MATERIAL:
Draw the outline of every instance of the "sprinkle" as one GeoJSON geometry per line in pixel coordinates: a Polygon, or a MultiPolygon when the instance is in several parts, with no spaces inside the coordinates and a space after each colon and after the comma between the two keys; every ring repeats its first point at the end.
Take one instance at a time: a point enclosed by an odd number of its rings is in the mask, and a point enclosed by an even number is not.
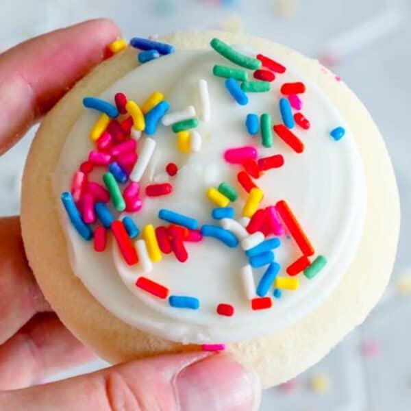
{"type": "Polygon", "coordinates": [[[294,117],[291,111],[291,105],[288,99],[282,97],[279,99],[279,112],[286,127],[289,129],[294,128],[295,127],[295,122],[294,121],[294,117]]]}
{"type": "Polygon", "coordinates": [[[274,73],[282,74],[286,71],[286,68],[282,64],[277,63],[263,54],[258,54],[257,58],[261,62],[263,66],[271,71],[274,71],[274,73]]]}
{"type": "Polygon", "coordinates": [[[129,265],[137,264],[138,262],[137,251],[128,236],[123,223],[119,220],[113,221],[111,229],[127,264],[129,265]]]}
{"type": "Polygon", "coordinates": [[[210,45],[217,53],[238,66],[249,70],[257,70],[261,67],[261,62],[238,53],[218,38],[213,38],[210,45]]]}
{"type": "Polygon", "coordinates": [[[138,227],[136,225],[132,217],[129,216],[126,216],[123,219],[123,224],[124,225],[124,227],[127,231],[127,234],[129,235],[130,238],[135,238],[138,236],[140,234],[140,230],[138,227]]]}
{"type": "Polygon", "coordinates": [[[145,225],[142,234],[142,238],[146,242],[146,247],[147,247],[150,260],[153,262],[161,261],[162,258],[161,251],[158,247],[158,242],[157,242],[155,232],[154,232],[154,227],[153,225],[147,224],[147,225],[145,225]]]}
{"type": "Polygon", "coordinates": [[[133,37],[130,40],[130,45],[135,49],[140,50],[157,50],[160,54],[171,54],[175,50],[174,46],[171,45],[141,37],[133,37]]]}
{"type": "Polygon", "coordinates": [[[264,147],[269,148],[273,145],[273,131],[271,130],[271,116],[262,114],[260,119],[261,127],[261,141],[264,147]]]}
{"type": "Polygon", "coordinates": [[[338,127],[335,128],[334,130],[329,132],[329,135],[336,140],[338,141],[344,137],[344,134],[345,134],[345,129],[342,127],[338,127]]]}
{"type": "Polygon", "coordinates": [[[102,114],[92,126],[90,132],[90,138],[92,141],[98,140],[99,137],[100,137],[107,128],[109,123],[110,117],[107,114],[102,114]]]}
{"type": "Polygon", "coordinates": [[[198,83],[198,99],[199,118],[204,123],[208,123],[210,117],[210,95],[207,81],[201,79],[198,83]]]}
{"type": "Polygon", "coordinates": [[[254,311],[271,308],[272,306],[273,300],[269,297],[253,298],[251,300],[251,309],[254,311]]]}
{"type": "Polygon", "coordinates": [[[314,253],[314,248],[285,200],[278,201],[275,204],[275,210],[281,216],[303,254],[307,257],[312,256],[314,253]]]}
{"type": "Polygon", "coordinates": [[[232,68],[226,66],[216,64],[212,69],[212,73],[217,77],[225,78],[232,77],[239,82],[246,82],[248,79],[248,73],[241,68],[232,68]]]}
{"type": "Polygon", "coordinates": [[[238,83],[234,79],[227,79],[225,84],[231,96],[240,105],[246,105],[248,104],[249,99],[247,95],[241,90],[241,87],[240,87],[238,83]]]}
{"type": "Polygon", "coordinates": [[[270,287],[272,286],[279,271],[279,264],[277,262],[270,264],[258,283],[257,295],[259,297],[265,297],[267,295],[270,287]]]}
{"type": "Polygon", "coordinates": [[[285,290],[298,290],[299,281],[297,277],[277,277],[275,279],[275,287],[285,290]]]}
{"type": "Polygon", "coordinates": [[[171,307],[176,308],[198,310],[200,307],[200,301],[197,298],[184,295],[171,295],[169,297],[169,303],[171,307]]]}
{"type": "Polygon", "coordinates": [[[98,202],[95,204],[95,211],[104,228],[110,228],[114,218],[108,207],[104,203],[98,202]]]}
{"type": "Polygon", "coordinates": [[[194,105],[188,105],[184,110],[166,114],[161,120],[163,125],[171,125],[175,123],[188,120],[196,114],[194,105]]]}
{"type": "Polygon", "coordinates": [[[310,264],[310,260],[308,260],[306,256],[302,256],[297,259],[292,264],[290,264],[286,271],[288,275],[294,277],[294,275],[297,275],[305,270],[310,264]]]}
{"type": "Polygon", "coordinates": [[[247,114],[245,119],[245,127],[247,131],[251,136],[257,134],[259,129],[258,116],[253,113],[247,114]]]}
{"type": "Polygon", "coordinates": [[[281,154],[275,154],[270,157],[263,157],[258,159],[258,167],[262,171],[279,169],[284,164],[284,158],[281,154]]]}
{"type": "Polygon", "coordinates": [[[94,232],[93,247],[95,251],[101,253],[105,249],[107,243],[107,230],[101,225],[96,227],[94,232]]]}
{"type": "MultiPolygon", "coordinates": [[[[138,240],[138,242],[144,243],[142,240],[138,240]]],[[[136,286],[159,298],[166,299],[169,295],[169,288],[145,277],[139,277],[136,282],[136,286]]]]}
{"type": "Polygon", "coordinates": [[[199,222],[197,220],[164,208],[158,212],[158,218],[169,223],[186,227],[190,229],[197,229],[199,227],[199,222]]]}
{"type": "Polygon", "coordinates": [[[304,151],[303,142],[284,124],[277,124],[273,129],[275,134],[296,153],[300,153],[304,151]]]}
{"type": "Polygon", "coordinates": [[[214,187],[210,187],[207,190],[207,197],[219,207],[227,207],[229,203],[229,199],[221,194],[214,187]]]}
{"type": "Polygon", "coordinates": [[[145,171],[149,162],[153,155],[154,149],[155,148],[155,141],[152,138],[146,138],[141,147],[138,160],[136,163],[134,168],[130,173],[129,178],[132,181],[138,182],[141,179],[144,172],[145,171]]]}
{"type": "Polygon", "coordinates": [[[137,56],[138,62],[144,64],[160,57],[160,53],[157,50],[145,50],[140,51],[137,56]]]}
{"type": "Polygon", "coordinates": [[[101,112],[109,117],[113,118],[119,116],[119,110],[115,105],[97,97],[84,97],[83,99],[83,105],[87,108],[93,108],[101,112]]]}
{"type": "Polygon", "coordinates": [[[71,193],[68,191],[62,192],[61,199],[63,206],[66,209],[66,212],[67,212],[67,215],[68,216],[68,219],[77,232],[82,237],[83,237],[83,238],[84,238],[84,240],[91,240],[92,237],[92,231],[82,219],[82,216],[75,206],[71,193]]]}
{"type": "Polygon", "coordinates": [[[216,309],[217,314],[225,316],[232,316],[234,314],[234,308],[231,304],[219,304],[216,309]]]}
{"type": "Polygon", "coordinates": [[[327,264],[327,258],[323,256],[319,256],[312,263],[304,270],[304,275],[309,279],[315,277],[327,264]]]}
{"type": "Polygon", "coordinates": [[[114,208],[117,211],[124,211],[125,210],[125,203],[114,176],[111,173],[105,173],[103,175],[103,181],[110,192],[110,197],[114,208]]]}
{"type": "Polygon", "coordinates": [[[232,207],[214,208],[211,212],[211,216],[216,220],[232,219],[234,216],[234,209],[232,207]]]}
{"type": "Polygon", "coordinates": [[[306,92],[306,86],[303,83],[284,83],[280,89],[282,94],[299,95],[306,92]]]}
{"type": "Polygon", "coordinates": [[[261,189],[258,188],[251,188],[242,208],[243,216],[251,217],[257,211],[263,197],[264,193],[261,189]]]}

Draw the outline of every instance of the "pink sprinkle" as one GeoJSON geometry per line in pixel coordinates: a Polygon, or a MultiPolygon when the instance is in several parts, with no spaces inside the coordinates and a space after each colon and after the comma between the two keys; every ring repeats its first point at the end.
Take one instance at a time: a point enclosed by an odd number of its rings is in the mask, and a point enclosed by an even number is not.
{"type": "Polygon", "coordinates": [[[297,95],[290,95],[288,100],[291,107],[295,110],[301,110],[303,108],[303,102],[297,95]]]}
{"type": "Polygon", "coordinates": [[[229,149],[224,153],[224,159],[232,164],[242,164],[246,160],[257,158],[257,149],[253,147],[245,146],[229,149]]]}

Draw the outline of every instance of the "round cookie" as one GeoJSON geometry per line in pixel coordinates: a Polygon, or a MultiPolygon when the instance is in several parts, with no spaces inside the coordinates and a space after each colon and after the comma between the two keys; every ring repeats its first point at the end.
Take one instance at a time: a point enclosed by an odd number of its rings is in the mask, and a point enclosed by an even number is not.
{"type": "MultiPolygon", "coordinates": [[[[208,47],[213,37],[275,55],[311,79],[357,136],[364,164],[367,188],[364,231],[356,256],[336,288],[319,306],[294,323],[266,336],[227,344],[226,350],[250,364],[268,386],[289,379],[321,359],[364,320],[380,297],[389,278],[398,236],[397,188],[383,140],[369,114],[346,86],[317,62],[267,40],[241,35],[210,32],[177,34],[164,40],[177,50],[197,49],[208,47]]],[[[127,49],[79,82],[44,119],[23,179],[23,238],[37,280],[67,327],[113,362],[199,349],[140,331],[97,302],[72,272],[58,215],[51,176],[66,138],[84,110],[82,99],[99,95],[136,66],[136,52],[127,49]]]]}

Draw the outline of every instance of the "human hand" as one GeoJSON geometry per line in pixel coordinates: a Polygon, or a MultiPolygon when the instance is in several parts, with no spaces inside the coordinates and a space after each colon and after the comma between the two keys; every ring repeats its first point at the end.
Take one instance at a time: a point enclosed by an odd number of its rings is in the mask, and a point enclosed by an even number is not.
{"type": "MultiPolygon", "coordinates": [[[[0,153],[103,58],[107,20],[30,40],[0,55],[0,153]]],[[[0,409],[250,410],[258,377],[229,356],[158,356],[25,388],[92,353],[60,321],[27,265],[17,217],[0,219],[0,409]]]]}

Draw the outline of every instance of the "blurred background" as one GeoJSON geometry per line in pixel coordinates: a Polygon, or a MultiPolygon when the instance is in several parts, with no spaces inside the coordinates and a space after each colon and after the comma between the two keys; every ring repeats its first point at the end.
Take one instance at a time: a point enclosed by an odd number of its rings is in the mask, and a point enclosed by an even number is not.
{"type": "MultiPolygon", "coordinates": [[[[3,0],[0,49],[102,16],[114,18],[126,39],[211,27],[266,37],[319,59],[365,103],[385,137],[401,197],[401,238],[390,286],[366,323],[323,360],[295,379],[266,390],[261,410],[411,410],[411,332],[407,326],[411,319],[411,145],[406,120],[411,94],[411,1],[3,0]]],[[[8,196],[0,201],[0,215],[18,212],[21,173],[34,131],[0,158],[1,193],[8,196]]],[[[96,361],[53,378],[106,365],[96,361]]]]}

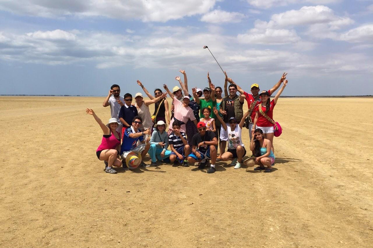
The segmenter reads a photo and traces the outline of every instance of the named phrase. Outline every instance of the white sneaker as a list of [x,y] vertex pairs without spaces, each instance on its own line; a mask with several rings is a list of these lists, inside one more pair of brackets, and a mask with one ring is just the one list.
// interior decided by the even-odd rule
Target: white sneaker
[[233,160],[232,160],[232,162],[231,163],[231,164],[229,165],[230,166],[233,166],[234,165],[236,165],[236,163],[237,163],[237,158],[236,157]]
[[237,163],[236,164],[236,166],[235,166],[235,169],[239,169],[241,168],[241,163],[240,163],[238,161],[237,161]]

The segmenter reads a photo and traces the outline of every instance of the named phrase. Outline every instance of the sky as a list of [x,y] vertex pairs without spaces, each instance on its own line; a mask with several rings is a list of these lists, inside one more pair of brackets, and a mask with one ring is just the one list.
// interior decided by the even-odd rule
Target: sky
[[373,94],[373,0],[0,0],[0,94],[178,84]]

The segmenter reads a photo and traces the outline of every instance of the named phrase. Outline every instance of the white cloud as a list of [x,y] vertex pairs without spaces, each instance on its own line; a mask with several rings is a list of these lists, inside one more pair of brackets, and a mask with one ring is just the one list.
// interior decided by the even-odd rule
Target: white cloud
[[203,14],[216,0],[12,0],[0,1],[0,10],[17,15],[59,18],[67,16],[103,16],[144,22],[165,22]]
[[237,23],[240,22],[244,17],[244,15],[238,12],[228,12],[222,10],[215,10],[205,14],[201,18],[201,20],[211,23]]
[[248,33],[238,34],[237,39],[241,43],[266,45],[283,45],[301,40],[294,30],[271,29],[252,29]]

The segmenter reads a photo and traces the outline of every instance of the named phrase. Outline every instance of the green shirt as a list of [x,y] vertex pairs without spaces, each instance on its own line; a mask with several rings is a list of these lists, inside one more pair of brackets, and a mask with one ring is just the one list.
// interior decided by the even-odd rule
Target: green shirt
[[200,107],[201,108],[200,117],[202,118],[204,117],[203,109],[204,108],[208,108],[211,110],[211,113],[210,114],[210,117],[216,119],[216,116],[215,116],[215,114],[214,113],[214,111],[213,110],[213,108],[214,107],[216,107],[216,101],[213,102],[212,99],[211,98],[210,98],[210,100],[209,100],[208,102],[206,102],[204,99],[200,99]]

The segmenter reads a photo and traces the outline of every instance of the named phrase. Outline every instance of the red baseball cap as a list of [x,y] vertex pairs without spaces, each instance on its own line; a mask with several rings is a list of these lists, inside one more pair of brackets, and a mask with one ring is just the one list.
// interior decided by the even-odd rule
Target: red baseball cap
[[206,127],[206,124],[204,122],[200,122],[197,124],[197,128],[199,128],[200,127]]

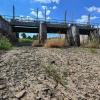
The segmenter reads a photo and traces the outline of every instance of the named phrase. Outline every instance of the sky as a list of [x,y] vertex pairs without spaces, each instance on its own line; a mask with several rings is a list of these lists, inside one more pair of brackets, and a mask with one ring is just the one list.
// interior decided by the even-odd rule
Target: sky
[[39,18],[44,19],[46,9],[47,20],[64,20],[67,12],[67,22],[85,23],[90,14],[91,23],[100,23],[100,0],[0,0],[0,14],[12,16],[15,6],[15,15],[34,19],[39,9]]

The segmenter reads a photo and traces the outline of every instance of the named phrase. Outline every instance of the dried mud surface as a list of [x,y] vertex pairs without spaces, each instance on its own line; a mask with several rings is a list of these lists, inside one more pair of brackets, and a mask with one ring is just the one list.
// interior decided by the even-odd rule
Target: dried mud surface
[[[67,84],[45,66],[65,73]],[[0,54],[0,100],[100,100],[100,50],[19,47]]]

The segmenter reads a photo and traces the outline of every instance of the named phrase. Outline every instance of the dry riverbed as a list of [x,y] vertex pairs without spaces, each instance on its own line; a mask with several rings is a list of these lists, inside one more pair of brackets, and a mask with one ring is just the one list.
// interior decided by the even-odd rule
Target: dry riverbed
[[0,53],[0,100],[100,100],[100,50],[16,47]]

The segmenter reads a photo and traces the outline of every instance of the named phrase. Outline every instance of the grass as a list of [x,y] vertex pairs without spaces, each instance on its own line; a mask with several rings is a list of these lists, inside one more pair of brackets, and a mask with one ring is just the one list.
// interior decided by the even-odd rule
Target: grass
[[33,39],[28,39],[28,38],[19,39],[19,42],[20,43],[32,43],[33,42]]
[[65,46],[65,39],[64,38],[54,38],[48,39],[47,42],[44,44],[44,47],[48,48],[61,48]]
[[2,36],[0,38],[0,50],[9,50],[11,49],[11,47],[12,44],[10,43],[10,41],[6,37]]

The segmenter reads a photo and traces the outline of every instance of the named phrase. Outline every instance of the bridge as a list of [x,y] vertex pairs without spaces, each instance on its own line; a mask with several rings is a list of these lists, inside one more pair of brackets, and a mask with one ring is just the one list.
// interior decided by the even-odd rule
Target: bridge
[[16,42],[19,32],[38,33],[40,43],[47,40],[47,33],[65,34],[70,45],[80,46],[80,35],[99,37],[97,24],[65,22],[57,20],[27,19],[23,17],[0,17],[0,33]]

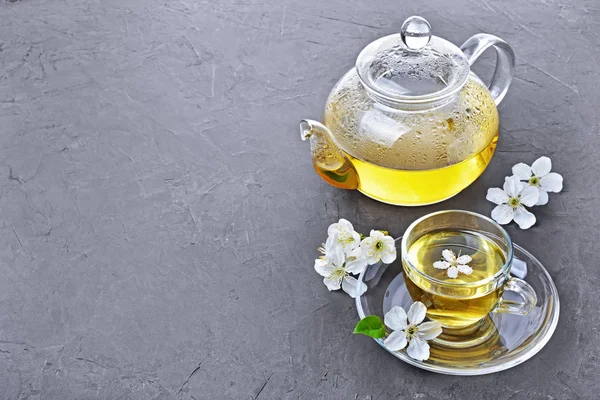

EXERCISE: Reproduce the data from the line containing "the dry riverbed" through the line containing "[[0,53],[0,100],[100,100],[100,50],[16,47]]" in full, shifting every vertex coordinate up by 44 and leaving all other text unchanged.

SOLUTION TO THE PROBLEM:
The segmenter reads a photo and traces the outline of every instance of the named phrase. Outline every instance of the dry riverbed as a list of [x,y] vertex pairs without spaces, each instance on its own line; a mask with several rings is a list of these lists, inside one more pair of brackets, and a mask with one ring is just the one list.
// interior decided by the even-odd rule
Target: dry riverbed
[[44,97],[44,144],[144,144],[144,94],[60,91]]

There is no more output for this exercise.